* [EXERCISE INSTRUCTIONS]:
Set down the passage of the locator thread below from "What is the" up to and including "learning on it.", word for word.

* [TEXT SECTION]:
* start *
# Ridgid Scout vs Navtiract ll locator



## rooterboy (Jul 16, 2009)

What is the difference between the scout and the navtiract ll ? The Navitrac ll I believe has more features.


----------



## rooterboy (Jul 16, 2009)

I did not win the bid on the Navitract ll on E-bay too expensive for my blood, but I did win the 10 watt Ridgid Transmitter so now I will have a transmitter for line tracing and locating. I will just stick with the Scout I am still learning on it.


----------



## dhal22 (Jul 30, 2010)

I have both. The Scout works fine for basic locates.


----------



## rooterboy (Jul 16, 2009)

dhal22 said:


> I have both. The Scout works fine for basic locates.


What about a transmitter I just purchased the 10 watt one at auction for $585 plus tax and shipping Or $662.35 out the door will receive in a week or so.


----------



## dhal22 (Jul 30, 2010)

We have the transmitter but it's rarely used. My best guess on it's lack of use is learning curve and easy to sell private locates and let someone else do the work


----------



## rooterboy (Jul 16, 2009)

Thanks I want to sell more locations and line tracing.


----------



## ROCKSTARPLUMBER (Dec 14, 2008)

I have the seek tech 510 transmitter. Bought it on a whim. I use the scout locator for it and the micro see snake. Works pretty good for what it is. But that locator ain’t got sh!t on the Milwaukee one. I’ve used that transmitter 2 times in 3 years. What I wish is that it could bond to a sewer cable and trace it but it doesn’t work. Be nice on a clog that won’t clear to map out the line without having to use the camera.


----------



## TerryTotoSucks (5 mo ago)

Most sewers are so shallow here I can hear the drain cable in the pipe just by walking around listening.


----------



## ROCKSTARPLUMBER (Dec 14, 2008)

TerryTotoSucks said:


> Most sewers are so shallow here I can hear the drain cable in the pipe just by walking around listening.


Concur.


----------



## skoronesa (Oct 27, 2015)

TerryTotoSucks said:


> Most sewers are so shallow here I can hear the drain cable in the pipe just by walking around listening.


I tracked a waste line and found a cesspit whose top was 12' below grade. No one passed this information along. The next year they buried a 500gal. propane tank square on top of it and put a couple more feet of fill. At this point the cesspit only takes a floor drain and the treatment equipment discharge. I don't think the propane tank is quite small enough to fit inside of the cesspit if it collapses.
* end *
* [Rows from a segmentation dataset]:
* start *
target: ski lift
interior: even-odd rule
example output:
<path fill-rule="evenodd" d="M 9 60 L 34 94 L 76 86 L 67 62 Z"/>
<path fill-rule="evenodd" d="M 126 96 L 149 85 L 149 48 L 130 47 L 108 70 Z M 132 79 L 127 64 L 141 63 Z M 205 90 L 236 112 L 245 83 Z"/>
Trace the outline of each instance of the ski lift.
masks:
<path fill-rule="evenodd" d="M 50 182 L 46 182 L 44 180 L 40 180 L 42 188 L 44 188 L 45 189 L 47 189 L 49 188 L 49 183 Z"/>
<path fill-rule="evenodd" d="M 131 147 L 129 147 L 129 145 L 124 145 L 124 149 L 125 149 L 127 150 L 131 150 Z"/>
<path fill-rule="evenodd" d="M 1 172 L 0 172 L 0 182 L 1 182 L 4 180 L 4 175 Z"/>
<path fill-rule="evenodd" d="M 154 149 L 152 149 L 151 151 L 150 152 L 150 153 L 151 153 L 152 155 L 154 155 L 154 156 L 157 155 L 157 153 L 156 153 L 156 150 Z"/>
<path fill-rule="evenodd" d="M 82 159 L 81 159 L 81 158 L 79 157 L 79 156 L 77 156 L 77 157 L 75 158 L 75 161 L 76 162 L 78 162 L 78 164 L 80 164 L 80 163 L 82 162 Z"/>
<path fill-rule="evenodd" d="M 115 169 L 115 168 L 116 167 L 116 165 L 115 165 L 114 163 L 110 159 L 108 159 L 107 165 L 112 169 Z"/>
* end *
* [REPLY TO THE EXERCISE]:
What is the difference between the scout and the navtiract ll ? The Navitrac ll I believe has more features.


----------



## rooterboy (Jul 16, 2009)

I did not win the bid on the Navitract ll on E-bay too expensive for my blood, but I did win the 10 watt Ridgid Transmitter so now I will have a transmitter for line tracing and locating. I will just stick with the Scout I am still learning on it.